Instructions to follow —
Pictures in the listing should not be copied. Reproduce, word for word, each line from the one holding "every fuselage in it, returning each bounding box." through the final line.

Data shown start

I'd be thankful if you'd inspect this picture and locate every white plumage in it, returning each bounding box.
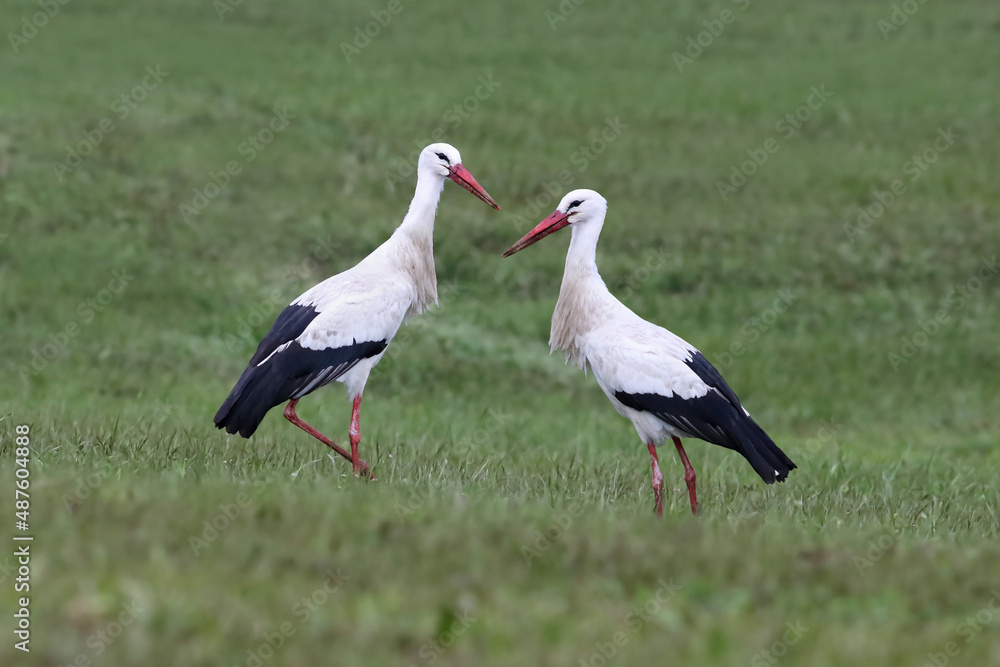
[215,143,500,474]
[504,190,795,513]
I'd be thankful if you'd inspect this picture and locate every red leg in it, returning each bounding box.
[284,398,368,478]
[646,442,663,516]
[351,394,361,477]
[674,436,698,514]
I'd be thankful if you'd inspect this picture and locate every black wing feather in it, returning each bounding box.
[615,351,795,484]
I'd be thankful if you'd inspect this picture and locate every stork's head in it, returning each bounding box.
[503,190,608,257]
[417,144,500,211]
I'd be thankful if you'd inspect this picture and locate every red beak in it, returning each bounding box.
[503,209,569,257]
[448,163,500,211]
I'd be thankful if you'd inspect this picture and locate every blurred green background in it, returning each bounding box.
[0,0,1000,667]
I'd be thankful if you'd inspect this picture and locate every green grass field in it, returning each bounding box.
[0,0,1000,667]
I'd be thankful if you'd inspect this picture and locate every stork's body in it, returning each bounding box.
[215,144,499,474]
[504,190,795,514]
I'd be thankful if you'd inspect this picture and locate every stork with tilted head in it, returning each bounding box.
[504,190,795,516]
[215,143,500,475]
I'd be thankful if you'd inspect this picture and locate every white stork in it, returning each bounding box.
[503,190,795,516]
[215,143,500,475]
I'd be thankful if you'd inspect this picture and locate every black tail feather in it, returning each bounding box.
[732,417,795,484]
[615,391,795,484]
[215,364,285,438]
[215,340,388,438]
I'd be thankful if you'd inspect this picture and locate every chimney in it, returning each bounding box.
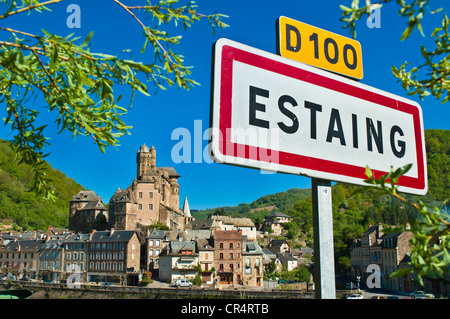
[89,229,95,240]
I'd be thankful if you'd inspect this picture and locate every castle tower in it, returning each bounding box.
[136,143,156,179]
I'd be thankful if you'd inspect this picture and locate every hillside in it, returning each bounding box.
[0,140,83,230]
[193,130,450,268]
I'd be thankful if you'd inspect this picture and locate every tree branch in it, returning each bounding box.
[0,0,65,20]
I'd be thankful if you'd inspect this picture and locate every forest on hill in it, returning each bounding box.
[193,130,450,268]
[0,130,450,245]
[0,140,83,230]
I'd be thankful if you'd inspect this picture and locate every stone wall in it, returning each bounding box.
[0,280,314,299]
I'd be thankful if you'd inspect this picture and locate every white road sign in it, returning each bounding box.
[210,39,427,195]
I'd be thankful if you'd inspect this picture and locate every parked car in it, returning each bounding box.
[409,290,434,299]
[172,279,192,287]
[347,294,364,299]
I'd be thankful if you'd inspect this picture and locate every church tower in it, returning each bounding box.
[136,143,156,179]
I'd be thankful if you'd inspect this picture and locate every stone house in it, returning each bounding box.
[39,237,64,282]
[0,239,45,279]
[211,216,256,241]
[86,228,141,285]
[350,223,384,282]
[64,232,89,282]
[381,232,413,290]
[263,212,291,235]
[159,241,199,283]
[197,238,215,284]
[267,239,291,254]
[213,230,243,284]
[69,190,108,233]
[109,144,192,230]
[242,242,264,287]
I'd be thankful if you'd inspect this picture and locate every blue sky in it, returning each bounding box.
[0,0,450,209]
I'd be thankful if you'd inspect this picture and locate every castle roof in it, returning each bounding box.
[72,190,101,202]
[79,200,108,210]
[183,196,192,217]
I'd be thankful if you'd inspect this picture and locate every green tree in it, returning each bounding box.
[340,0,450,103]
[366,165,450,285]
[0,0,227,198]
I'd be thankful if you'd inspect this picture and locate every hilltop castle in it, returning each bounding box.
[69,144,192,232]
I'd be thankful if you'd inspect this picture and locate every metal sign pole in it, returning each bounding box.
[312,178,336,299]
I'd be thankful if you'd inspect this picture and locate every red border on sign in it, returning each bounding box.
[219,45,425,189]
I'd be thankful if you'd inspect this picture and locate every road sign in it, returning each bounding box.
[210,39,427,195]
[277,17,363,79]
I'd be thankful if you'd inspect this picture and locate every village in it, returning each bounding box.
[0,144,313,288]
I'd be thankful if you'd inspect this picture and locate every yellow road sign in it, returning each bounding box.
[277,17,363,80]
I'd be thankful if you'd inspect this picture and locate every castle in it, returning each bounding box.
[69,144,192,232]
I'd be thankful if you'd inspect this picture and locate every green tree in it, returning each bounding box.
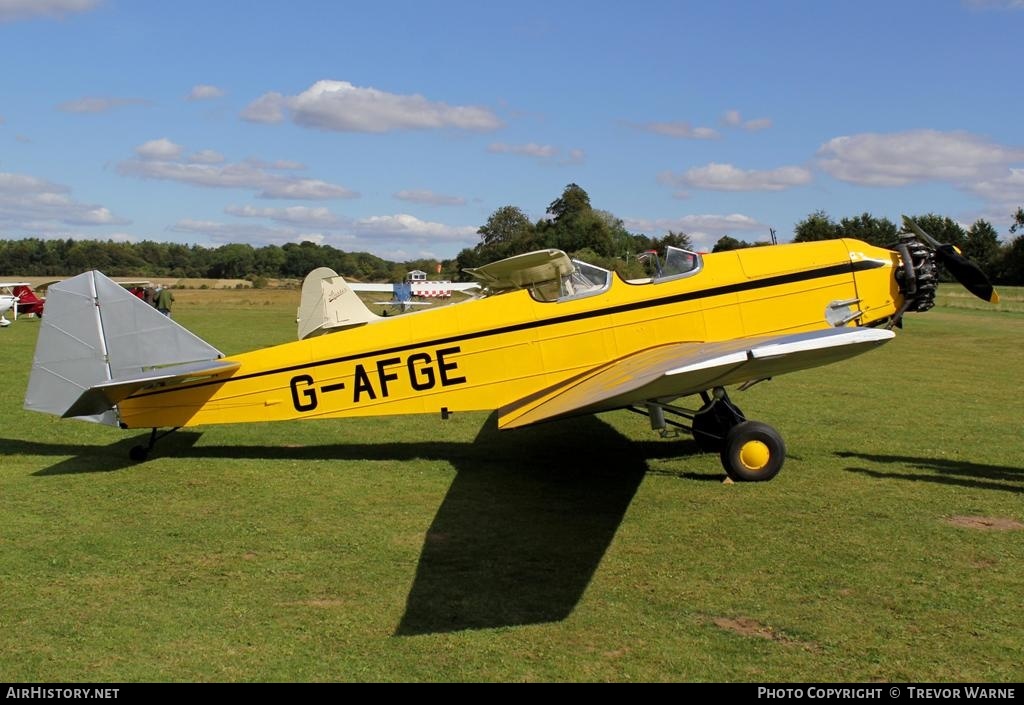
[548,183,593,223]
[793,210,843,242]
[964,219,1000,279]
[1010,208,1024,233]
[840,212,898,247]
[476,206,534,247]
[711,235,753,252]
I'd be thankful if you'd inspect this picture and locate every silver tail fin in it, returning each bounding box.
[298,266,380,340]
[25,272,238,425]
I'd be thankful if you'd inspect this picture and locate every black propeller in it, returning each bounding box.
[903,215,999,303]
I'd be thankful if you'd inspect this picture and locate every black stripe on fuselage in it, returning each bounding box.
[128,259,886,399]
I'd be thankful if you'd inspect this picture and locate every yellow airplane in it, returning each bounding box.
[25,219,997,481]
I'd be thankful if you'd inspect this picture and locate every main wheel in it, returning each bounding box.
[721,421,785,483]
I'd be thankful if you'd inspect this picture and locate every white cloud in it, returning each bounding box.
[487,142,558,159]
[624,213,768,245]
[236,80,502,132]
[721,110,772,132]
[562,150,587,165]
[246,157,306,171]
[117,140,358,200]
[394,189,466,206]
[351,213,477,242]
[224,206,342,227]
[185,83,224,100]
[242,92,288,124]
[57,95,153,114]
[743,118,773,132]
[817,130,1024,185]
[487,142,587,166]
[0,173,131,229]
[135,137,181,161]
[623,120,719,139]
[0,0,100,23]
[657,162,811,191]
[188,150,224,164]
[964,0,1024,10]
[969,169,1024,206]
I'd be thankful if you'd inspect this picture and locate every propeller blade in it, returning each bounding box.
[903,215,999,303]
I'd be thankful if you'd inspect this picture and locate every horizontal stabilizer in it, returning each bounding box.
[61,360,240,418]
[498,328,895,428]
[296,266,379,340]
[25,272,223,425]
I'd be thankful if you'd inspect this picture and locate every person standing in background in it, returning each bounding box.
[157,287,174,318]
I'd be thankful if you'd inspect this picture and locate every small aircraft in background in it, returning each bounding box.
[0,282,45,328]
[25,218,998,481]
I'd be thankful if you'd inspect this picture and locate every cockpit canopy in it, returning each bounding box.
[466,246,701,302]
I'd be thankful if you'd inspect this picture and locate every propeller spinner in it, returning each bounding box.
[903,215,999,303]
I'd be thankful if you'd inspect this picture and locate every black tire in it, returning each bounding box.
[721,421,785,483]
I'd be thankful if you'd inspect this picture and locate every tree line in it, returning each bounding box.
[456,183,1024,285]
[0,183,1024,285]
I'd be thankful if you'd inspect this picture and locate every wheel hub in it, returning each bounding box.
[739,441,771,471]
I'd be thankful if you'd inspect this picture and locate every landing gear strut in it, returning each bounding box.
[633,387,785,483]
[128,426,179,462]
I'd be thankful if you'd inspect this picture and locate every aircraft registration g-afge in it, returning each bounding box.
[25,219,997,481]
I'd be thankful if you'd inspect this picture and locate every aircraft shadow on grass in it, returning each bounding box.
[8,415,723,636]
[836,451,1024,494]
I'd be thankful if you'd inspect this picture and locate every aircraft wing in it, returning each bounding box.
[498,328,895,428]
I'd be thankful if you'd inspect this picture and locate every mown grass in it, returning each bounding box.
[0,282,1024,681]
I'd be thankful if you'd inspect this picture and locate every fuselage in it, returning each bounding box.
[119,240,903,427]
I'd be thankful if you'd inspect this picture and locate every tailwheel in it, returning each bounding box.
[721,421,785,483]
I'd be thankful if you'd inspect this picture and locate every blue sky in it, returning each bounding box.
[0,0,1024,260]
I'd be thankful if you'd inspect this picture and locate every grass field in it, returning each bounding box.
[0,288,1024,681]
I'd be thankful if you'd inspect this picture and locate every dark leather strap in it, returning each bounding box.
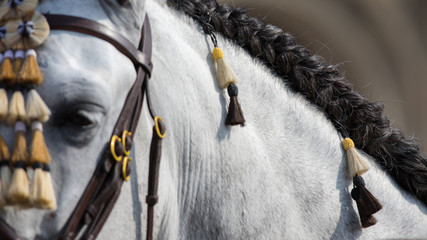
[145,121,165,240]
[46,15,152,239]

Data shown end

Answer below —
I'd be thankful if you'd inspect this picture and locate every fuselage in it, returning each bounding box.
[119,240,903,427]
I'd be thankful if you'd inspect this picture and locate every tailwheel in it, returning each bounding box.
[721,421,785,483]
I'd be thankful if you'd inspect this picture and locate every blue sky in it, returning each bounding box.
[0,0,1024,260]
I'd be thankful if you'd inspect this picture and locate every grass field in it, returning each bounding box.
[0,288,1024,681]
I'd be thankful if you'd inspect this picture and locate every dark leather strap in it, returning each bounding box.
[145,121,165,240]
[46,15,152,239]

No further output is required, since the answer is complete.